[Named-object pointing records]
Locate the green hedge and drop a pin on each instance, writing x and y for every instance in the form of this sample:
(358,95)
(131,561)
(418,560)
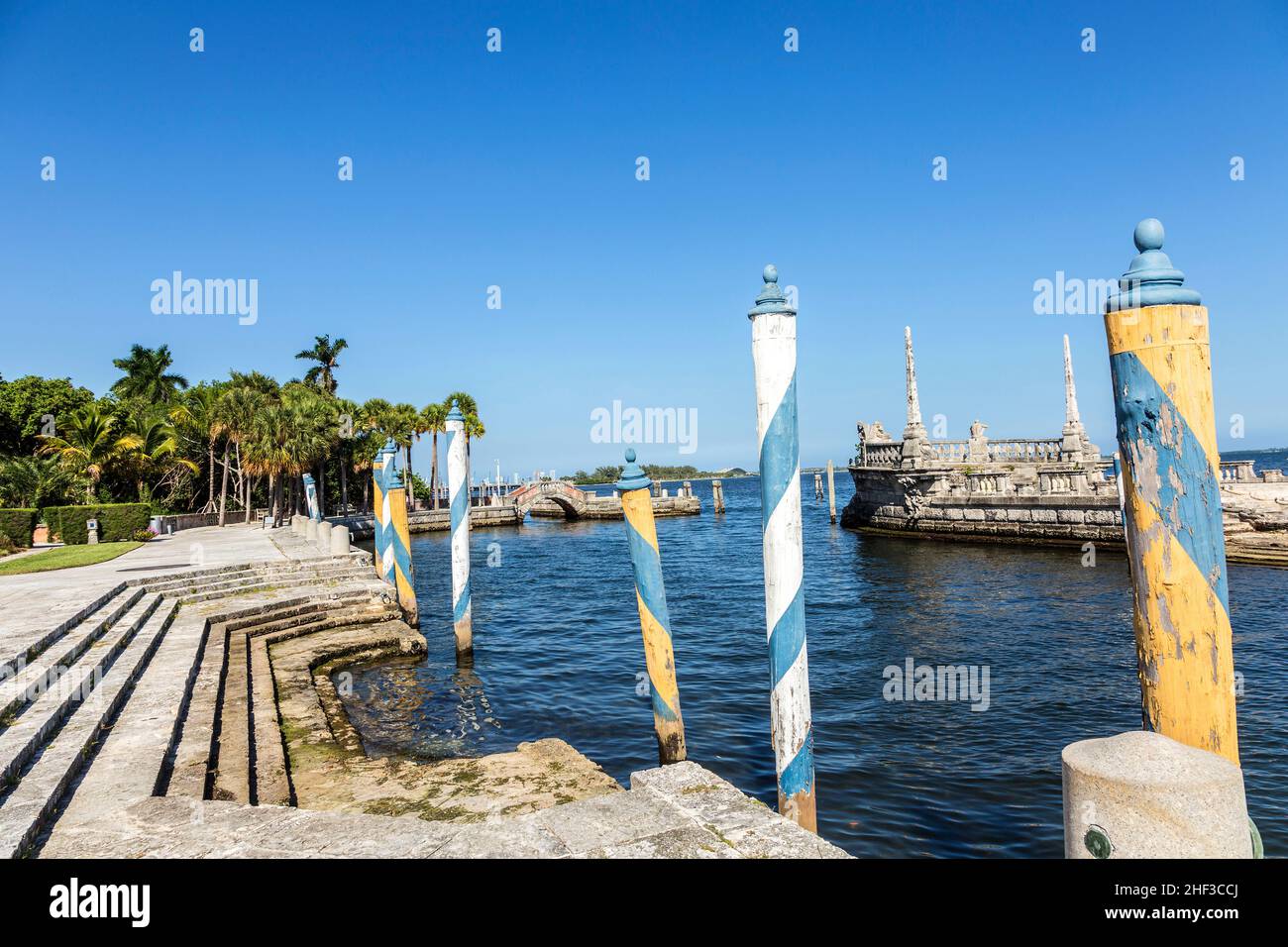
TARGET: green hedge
(116,521)
(18,525)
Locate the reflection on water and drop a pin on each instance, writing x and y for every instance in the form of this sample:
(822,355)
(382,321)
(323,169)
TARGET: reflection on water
(557,651)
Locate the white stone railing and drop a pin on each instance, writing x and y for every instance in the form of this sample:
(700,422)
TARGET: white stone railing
(1025,450)
(883,454)
(1237,471)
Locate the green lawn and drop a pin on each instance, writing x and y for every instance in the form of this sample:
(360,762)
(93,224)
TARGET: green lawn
(64,557)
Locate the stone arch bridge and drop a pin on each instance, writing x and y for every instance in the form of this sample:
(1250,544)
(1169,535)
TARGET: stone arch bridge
(565,495)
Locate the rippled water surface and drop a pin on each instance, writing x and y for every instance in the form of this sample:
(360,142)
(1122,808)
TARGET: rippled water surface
(558,655)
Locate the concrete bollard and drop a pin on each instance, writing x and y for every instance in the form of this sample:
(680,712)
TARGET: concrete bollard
(310,496)
(655,617)
(463,613)
(1144,795)
(398,536)
(1160,364)
(340,540)
(773,350)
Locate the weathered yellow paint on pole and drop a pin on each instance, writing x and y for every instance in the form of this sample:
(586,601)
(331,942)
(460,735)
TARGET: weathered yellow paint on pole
(399,539)
(655,617)
(1162,375)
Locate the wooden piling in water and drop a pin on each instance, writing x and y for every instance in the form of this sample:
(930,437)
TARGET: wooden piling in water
(1159,357)
(655,617)
(831,491)
(773,348)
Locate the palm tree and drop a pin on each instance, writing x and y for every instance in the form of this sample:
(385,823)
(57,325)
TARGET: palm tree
(235,419)
(325,354)
(433,420)
(156,444)
(31,480)
(198,412)
(473,425)
(406,431)
(147,376)
(88,445)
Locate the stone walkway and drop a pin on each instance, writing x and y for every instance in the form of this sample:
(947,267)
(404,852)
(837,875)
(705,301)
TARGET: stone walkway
(153,709)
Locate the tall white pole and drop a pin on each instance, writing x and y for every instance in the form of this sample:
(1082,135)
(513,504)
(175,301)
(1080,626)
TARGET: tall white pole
(773,350)
(459,489)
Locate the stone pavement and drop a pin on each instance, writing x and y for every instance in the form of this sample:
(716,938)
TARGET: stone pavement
(191,712)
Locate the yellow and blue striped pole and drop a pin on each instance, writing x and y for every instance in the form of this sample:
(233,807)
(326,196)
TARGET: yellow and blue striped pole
(384,543)
(459,491)
(377,510)
(655,618)
(773,350)
(1159,357)
(398,539)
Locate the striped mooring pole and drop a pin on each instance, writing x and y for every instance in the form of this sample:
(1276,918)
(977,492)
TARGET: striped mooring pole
(459,489)
(1159,357)
(310,496)
(773,350)
(398,543)
(655,617)
(387,569)
(377,510)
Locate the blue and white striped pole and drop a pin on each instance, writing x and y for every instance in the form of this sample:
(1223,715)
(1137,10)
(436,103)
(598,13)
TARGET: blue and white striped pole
(773,350)
(459,491)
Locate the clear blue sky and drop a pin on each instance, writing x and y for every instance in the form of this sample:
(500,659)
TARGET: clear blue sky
(518,169)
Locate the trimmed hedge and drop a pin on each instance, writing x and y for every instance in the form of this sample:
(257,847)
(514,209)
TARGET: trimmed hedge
(116,521)
(18,525)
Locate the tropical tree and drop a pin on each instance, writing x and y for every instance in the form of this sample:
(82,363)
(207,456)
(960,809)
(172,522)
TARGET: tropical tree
(86,444)
(433,420)
(155,450)
(325,354)
(147,376)
(33,480)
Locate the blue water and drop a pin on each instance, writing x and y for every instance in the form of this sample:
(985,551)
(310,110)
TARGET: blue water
(558,655)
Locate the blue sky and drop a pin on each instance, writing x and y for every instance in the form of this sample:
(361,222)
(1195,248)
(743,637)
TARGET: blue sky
(518,170)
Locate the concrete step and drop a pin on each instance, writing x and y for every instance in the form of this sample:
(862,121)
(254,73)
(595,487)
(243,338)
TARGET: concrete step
(29,732)
(267,585)
(27,684)
(224,578)
(38,793)
(249,694)
(133,759)
(12,664)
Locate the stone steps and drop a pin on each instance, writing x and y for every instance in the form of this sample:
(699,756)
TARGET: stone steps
(16,661)
(38,792)
(29,732)
(26,684)
(249,696)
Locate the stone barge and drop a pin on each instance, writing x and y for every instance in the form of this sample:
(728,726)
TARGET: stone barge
(542,499)
(1044,491)
(1041,491)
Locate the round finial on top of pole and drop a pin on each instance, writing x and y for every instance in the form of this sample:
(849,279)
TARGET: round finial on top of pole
(771,298)
(1149,235)
(1151,279)
(632,474)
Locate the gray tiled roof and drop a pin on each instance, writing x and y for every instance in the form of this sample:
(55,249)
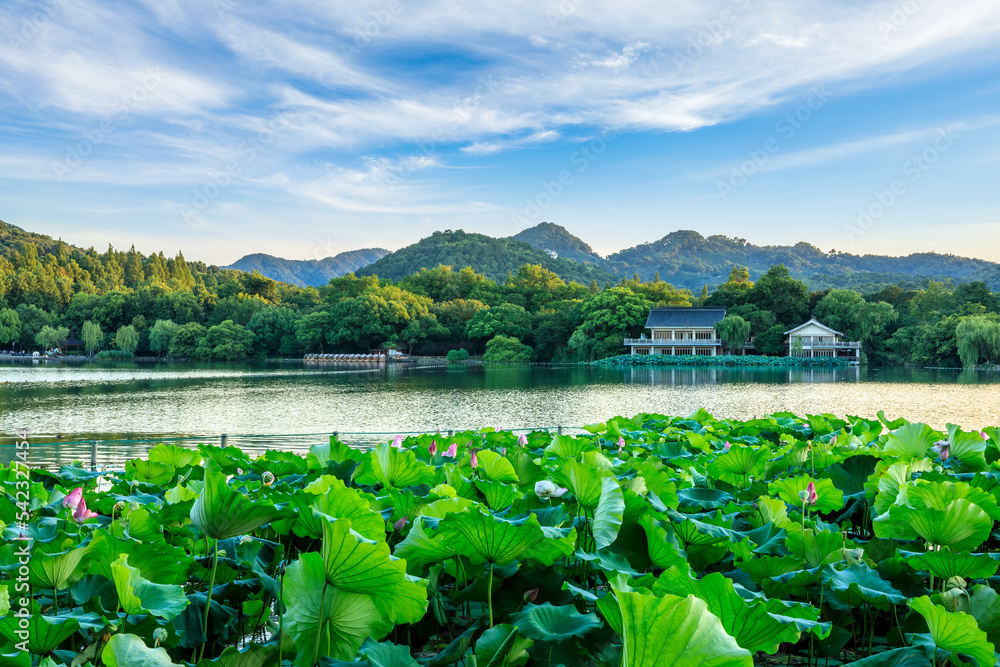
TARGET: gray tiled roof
(684,317)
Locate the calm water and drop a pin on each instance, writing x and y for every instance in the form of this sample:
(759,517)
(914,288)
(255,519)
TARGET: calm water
(137,401)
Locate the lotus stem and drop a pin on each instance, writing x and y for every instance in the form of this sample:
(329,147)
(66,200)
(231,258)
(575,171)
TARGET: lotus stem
(208,602)
(489,594)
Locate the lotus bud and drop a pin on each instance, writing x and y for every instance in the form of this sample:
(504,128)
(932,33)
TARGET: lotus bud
(546,490)
(81,514)
(74,498)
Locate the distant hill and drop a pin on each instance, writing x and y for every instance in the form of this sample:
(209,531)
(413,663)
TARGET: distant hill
(492,257)
(550,237)
(688,259)
(314,272)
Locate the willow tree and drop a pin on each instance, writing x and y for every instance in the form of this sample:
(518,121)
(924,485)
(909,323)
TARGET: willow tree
(734,331)
(978,337)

### Your objective
Extract, exactly as they appear, the lines from the one containing "Locate the lotus bud" through the final line.

### Final result
Locate the lotus bud and drop a pin on each instance, writing x and y for every instance in the form of this sample:
(504,128)
(932,33)
TARGET: lotus bud
(546,490)
(81,514)
(74,498)
Locate the distant hill and drop a pin on each instance, writing x and y for every instance in the form of this sample:
(209,531)
(413,663)
TARGET: distant hill
(492,257)
(550,237)
(688,259)
(314,272)
Locate the willow tree and drop a pin on each instance, writing x and y for every instance in the form of this sample:
(518,121)
(924,485)
(909,323)
TARGET: willow tree
(734,331)
(978,337)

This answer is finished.